Tally the lines in the listing below that contain the string "coat", matching case exactly. Reply with the number only.

=== GIVEN ENTRIES ===

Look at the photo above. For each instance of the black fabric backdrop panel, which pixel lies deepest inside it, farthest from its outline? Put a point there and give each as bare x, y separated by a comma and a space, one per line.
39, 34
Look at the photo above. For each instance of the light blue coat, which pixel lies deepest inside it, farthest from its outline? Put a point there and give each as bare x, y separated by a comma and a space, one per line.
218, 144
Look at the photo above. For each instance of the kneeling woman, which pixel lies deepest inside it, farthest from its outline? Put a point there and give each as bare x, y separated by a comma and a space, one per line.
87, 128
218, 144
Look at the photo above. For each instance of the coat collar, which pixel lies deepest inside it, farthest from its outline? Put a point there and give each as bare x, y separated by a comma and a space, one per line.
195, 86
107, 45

===
=== GIVEN ENTRIES ===

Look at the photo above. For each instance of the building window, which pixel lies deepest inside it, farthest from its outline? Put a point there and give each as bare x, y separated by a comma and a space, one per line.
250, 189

===

| COMPLETED TASK |
2